### Provided passage
::::
General Motors’ earnings fell short of Wall Street forecasts — but the company expects better results in the second half of the year, even with continued chip shortages and rising raw material costs.
GM, the nation’s largest automaker, reported Wednesday a record adjusted pre-tax profit of $4.1 billion for the second quarter. But adjusted pre-tax earnings of $1.97 per share fell short of the $2.23 estimate from analysts surveyed by Refinitiv.
Part of the problem: GM’s warranty and recall expenses jumped by a shopping $1.3 billion in the quarter. That included $800 million set aside to replace the batteries in 61,000 models of its electric Chevrolet Bolt because of a fire risk. Increased commodity prices didn’t help either.
Shares of GM, which had risen 39% year to date through Tuesday’s close, fell 7% in early trading Wednesday.
On the positive side, GM’s $34.2 billion in sales easily topped Wall Street’s estimates.
GM also raised its guidance for the second half of the year, saying it expects adjusted pre-tax earnings of between $11.5 billion and $13.5 billion — up from its previous outlook of between $10 billion and $11 billion. GM also raised its earnings per share forecast for the same period.
That’s despite the computer chip shortage that has hampered production of cars across the industry and forced temporary production halts at some factories. GM acknowledged the situation “remains fluid” and that “overall supply chain challenges continue.”
::::
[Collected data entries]
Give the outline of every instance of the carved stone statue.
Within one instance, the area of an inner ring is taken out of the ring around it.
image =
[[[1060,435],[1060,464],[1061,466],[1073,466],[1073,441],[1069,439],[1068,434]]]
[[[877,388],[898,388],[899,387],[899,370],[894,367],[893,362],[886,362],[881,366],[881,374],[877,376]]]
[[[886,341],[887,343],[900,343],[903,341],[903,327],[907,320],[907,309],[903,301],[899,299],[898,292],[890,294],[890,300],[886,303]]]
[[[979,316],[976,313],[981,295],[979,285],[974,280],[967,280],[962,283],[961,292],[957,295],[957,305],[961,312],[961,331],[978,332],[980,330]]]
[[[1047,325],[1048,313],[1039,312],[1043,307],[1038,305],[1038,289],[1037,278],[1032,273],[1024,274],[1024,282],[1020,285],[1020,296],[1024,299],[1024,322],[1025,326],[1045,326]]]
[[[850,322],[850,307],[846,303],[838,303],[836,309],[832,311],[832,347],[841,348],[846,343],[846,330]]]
::::
### Required work
(a) According to the GM earnings article, how much did GM set aside to replace batteries in its Chevrolet Bolt models?
(b) Carry on the article about GM's second-quarter earnings from its last sentence.
The records have no role in this work.

### Your responses
(a) $800 million

(b)
GM also said it expects higher commodity prices will cost the company between $1.5 billion and $2 billion more in the second half of the year compared to the first half.
Demand for new cars has been exceptionally strong this year, particularly in the United States. The company sold 1.8 million vehicles worldwide in the second quarter, despite the limitations on production caused by the chip shortage.
That’s an increase of 300,000 vehicles compared to the second quarter of 2020, when the pandemic and stay-at-home orders shut factories and dealerships and greatly reduced sales. But it’s 200,000 fewer vehicles than GM sold in the same quarter of 2019 before the pandemic.
While prices of both new and used car prices have reached record levels, that’s more beneficial to GM dealerships — which are independently owned — than to GM itself. The company did benefit from having to offer fewer incentives to buyers to purchase cars, and in the value of the used vehicles it took back when leases expired.